**Objectives**:
1. Summarize the blog post in two sentences.
2. Reproduce the blog post word for word from "When I first" to "it all out.".

**Reading text**:
A New Beginning

A New Beginning
Listen to the Blog A New Beginning by Ophelia Kee

I love to write…. my stories. Until July of 2019, I had never written a blog. Almost 2 years later, I might still not be doing it right. As I build a brand new website, I’m reviewing my writer’s journey so far. I have come a long way, but there is an endless road ahead. We’ll continue to see how this goes.

Bear with me if you read this post and wonder if I lost my mind. (Maybe I never knew where it was to begin with.) Rest assured that I’ll get this figured out. Or I’ll simply journey forward, blissfully unaware of all the facts, as I continue to use the creative side of my mind because I’m having fun.

I figured out how to publish as an independent author so blogging can’t be that hard. Right? Books are out. I keep writing. My author’s walk continues. Come join me on my author’s walk. If you enjoy paranormal romance, I hope my stories will interest you. If you want to know more about how I write, publish, and market my stories, you’ve landed in the right place. Welcome to the dream…

I try to be a good writer and post all the news to all my readers. I have to be honest, sometimes the story presses me to write it, and I get lost in that instead of other stuff. I work a full-time day job so finding time for everything isn’t easy. When the scenes are flowing in my mind, what I want to do is write. If there is no time for other things like marketing, publishing, or blogging, I just have to accept that maybe the time for that will eventually come.

Cut Scenes

When I first began this blog, I asked for forgiveness in advance for all the stuff I’d mess up and my total lack of time. I now have a better day job and have learned enough to be able to juggle some of the writing stuff a bit better. I still don’t know it all, and I likely will never figure it all out.

**Data excerpts**:
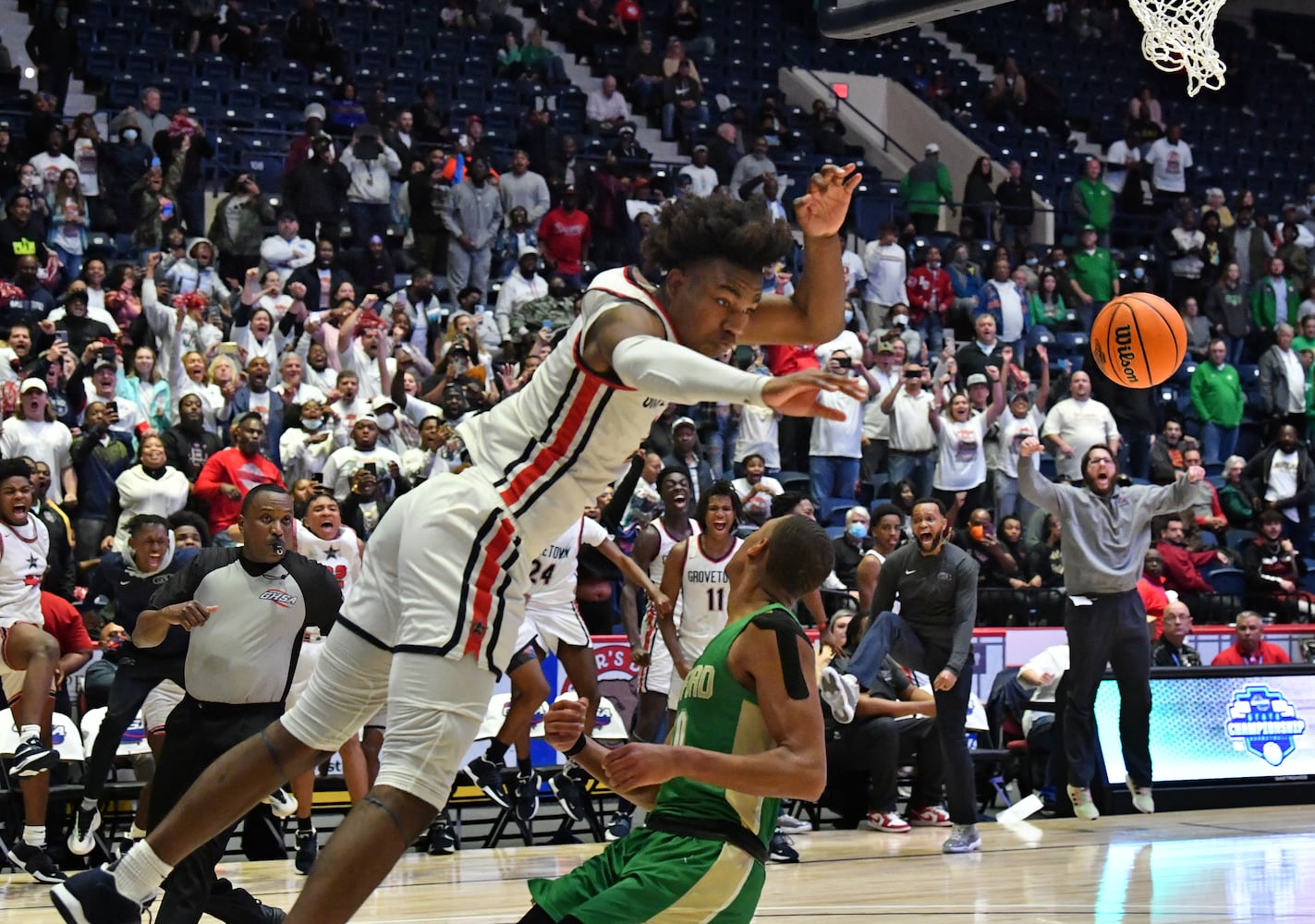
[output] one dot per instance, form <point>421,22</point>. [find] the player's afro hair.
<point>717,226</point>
==
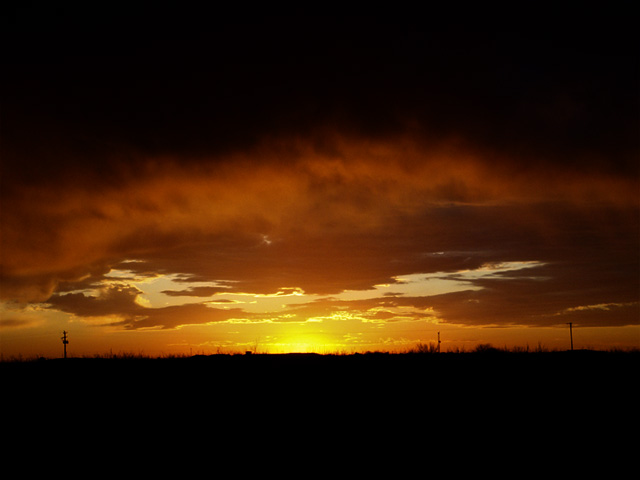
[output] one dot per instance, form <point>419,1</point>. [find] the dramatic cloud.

**The answers**:
1. While building a new website, the author reviews a writing journey that includes independent publishing and a blog begun in July 2019. The author invites readers who enjoy paranormal romance or want to learn about writing, publishing, and marketing to come along, and notes that a full-time day job makes it hard to find time for everything, though a better day job now makes the writing work a bit easier to juggle.

2.
When I first began this blog, I asked for forgiveness in advance for all the stuff I’d mess up and my total lack of time. I now have a better day job and have learned enough to be able to juggle some of the writing stuff a bit better. I still don’t know it all, and I likely will never figure it all out.